[BEGIN]

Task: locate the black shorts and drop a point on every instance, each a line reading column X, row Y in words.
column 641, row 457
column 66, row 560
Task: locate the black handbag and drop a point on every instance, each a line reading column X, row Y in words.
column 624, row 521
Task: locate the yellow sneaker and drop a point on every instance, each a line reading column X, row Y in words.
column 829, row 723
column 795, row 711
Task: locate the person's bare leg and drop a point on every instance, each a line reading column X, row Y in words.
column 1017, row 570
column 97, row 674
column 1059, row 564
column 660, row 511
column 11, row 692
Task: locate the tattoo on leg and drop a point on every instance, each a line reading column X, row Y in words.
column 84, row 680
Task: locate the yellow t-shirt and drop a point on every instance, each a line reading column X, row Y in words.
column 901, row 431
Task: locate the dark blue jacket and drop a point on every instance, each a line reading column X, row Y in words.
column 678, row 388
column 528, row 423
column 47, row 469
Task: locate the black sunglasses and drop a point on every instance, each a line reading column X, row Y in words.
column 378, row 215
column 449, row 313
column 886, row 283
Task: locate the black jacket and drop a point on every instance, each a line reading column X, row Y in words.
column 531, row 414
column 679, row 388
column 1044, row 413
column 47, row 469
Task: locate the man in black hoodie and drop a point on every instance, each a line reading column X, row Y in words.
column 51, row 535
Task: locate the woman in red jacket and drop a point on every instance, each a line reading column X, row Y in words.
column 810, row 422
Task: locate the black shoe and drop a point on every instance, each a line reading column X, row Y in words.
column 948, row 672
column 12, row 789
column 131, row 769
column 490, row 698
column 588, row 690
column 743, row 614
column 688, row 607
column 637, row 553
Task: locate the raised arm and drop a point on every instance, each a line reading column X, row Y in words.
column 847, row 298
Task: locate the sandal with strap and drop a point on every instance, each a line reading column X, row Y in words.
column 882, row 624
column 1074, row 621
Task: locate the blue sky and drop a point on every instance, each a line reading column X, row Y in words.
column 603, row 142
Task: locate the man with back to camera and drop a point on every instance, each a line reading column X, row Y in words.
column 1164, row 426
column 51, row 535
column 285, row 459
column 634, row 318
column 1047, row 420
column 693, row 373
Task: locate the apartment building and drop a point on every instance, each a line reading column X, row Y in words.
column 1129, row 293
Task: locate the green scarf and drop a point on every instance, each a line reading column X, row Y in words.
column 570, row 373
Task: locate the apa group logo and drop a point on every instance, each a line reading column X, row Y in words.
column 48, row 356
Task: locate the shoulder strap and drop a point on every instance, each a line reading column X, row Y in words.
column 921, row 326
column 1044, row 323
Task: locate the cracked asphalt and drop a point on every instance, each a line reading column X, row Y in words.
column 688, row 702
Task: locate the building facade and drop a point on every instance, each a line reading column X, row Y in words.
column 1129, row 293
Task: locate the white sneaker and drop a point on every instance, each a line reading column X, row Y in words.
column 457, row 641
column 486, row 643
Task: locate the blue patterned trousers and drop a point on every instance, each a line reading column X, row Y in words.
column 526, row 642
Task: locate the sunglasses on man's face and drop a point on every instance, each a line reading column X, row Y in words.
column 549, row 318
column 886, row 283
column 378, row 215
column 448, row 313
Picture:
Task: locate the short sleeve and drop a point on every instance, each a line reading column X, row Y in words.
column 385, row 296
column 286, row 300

[END]

Stated exercise:
Return all of the entries exactly as written.

Solution below:
Task: locate the black shorts and drop a point on every instance, each a line reading column X, row Y in words.
column 641, row 457
column 66, row 560
Task: locate the black handbag and drop a point on every instance, each a line reading column X, row Y in words.
column 624, row 521
Task: locate the yellow sneaker and drop a point on every instance, each a line reading column X, row Y in words.
column 829, row 723
column 795, row 711
Task: locate the person's bare leg and drop a point on every instance, each a line reading column X, row Y in words.
column 1017, row 570
column 97, row 674
column 1059, row 564
column 660, row 511
column 11, row 692
Task: locate the tattoo on leg and drop a point on every instance, each a line reading column X, row Y in words.
column 84, row 680
Task: locate the yellow t-shirt and drop a point on every instance, each a line reading column X, row Y in words.
column 901, row 431
Task: locate the dark blue jacket and drop a point on every instance, each a line reading column X, row Y in words.
column 678, row 388
column 528, row 423
column 47, row 469
Task: locate the black sunglasses and drop a point on every instance, each a line reading column X, row Y in words.
column 378, row 215
column 449, row 313
column 886, row 283
Task: locate the black jacket and drop a point on every instance, each a line reading column X, row Y in words.
column 531, row 414
column 679, row 388
column 1044, row 413
column 47, row 469
Task: locate the man in black hoodie and drop a point on every instance, each a line reading column X, row Y in words.
column 51, row 535
Task: locate the woman in red jacket and drop a point on every instance, each a line reading column X, row Y in words.
column 810, row 422
Task: locate the black shoe and drop a point on every instance, each a line reading column X, row Y in words.
column 948, row 672
column 12, row 789
column 131, row 769
column 490, row 698
column 588, row 690
column 743, row 614
column 688, row 607
column 637, row 553
Task: locate the raised arm and drop a point on every instance, each a line reading column X, row Y in words.
column 847, row 298
Task: locate the sandal with strap and drop a point on every instance, each a line reading column X, row Y in words.
column 882, row 624
column 1074, row 621
Task: locate the blue sky and drop a point on every instance, each a line reading column X, row Y in words.
column 603, row 142
Task: locate the man with back to camera and drop a point on every instance, each a line reading column X, row Y in words.
column 1164, row 426
column 51, row 535
column 285, row 459
column 634, row 318
column 1047, row 420
column 693, row 373
Task: locate the apartment building and drop a point on every instance, each a line reading column X, row Y in words.
column 1129, row 293
Task: locate the green scarf and drop a point on every instance, each a line reading column X, row Y in words.
column 570, row 373
Task: locate the apa group logo and drop a point on every instance, each a line reading column X, row Y in words.
column 48, row 356
Task: locate the shoulder strap and drop a point on every instance, each a line reading column X, row Y in words.
column 921, row 326
column 1044, row 323
Task: locate the cracked asphalt and drop a point on every instance, each a line reading column X, row Y in words.
column 688, row 702
Task: locate the building facade and drop a point on every instance, each a line reading column X, row Y in words.
column 1129, row 293
Task: locate the white sneaker and drop a point on every instance, each a line reading column X, row Y in words.
column 457, row 641
column 486, row 643
Task: locate the blue patterned trousers and drop a point on every instance, each a line reading column X, row Y in words.
column 526, row 642
Task: locate the sunglasses on man's face and drop a point on every instance, each a line reading column X, row Y in words.
column 549, row 318
column 886, row 283
column 378, row 215
column 448, row 313
Picture:
Task: locate the short sleeve and drop a point on every instance, each a line reading column X, row Y in words.
column 385, row 296
column 286, row 300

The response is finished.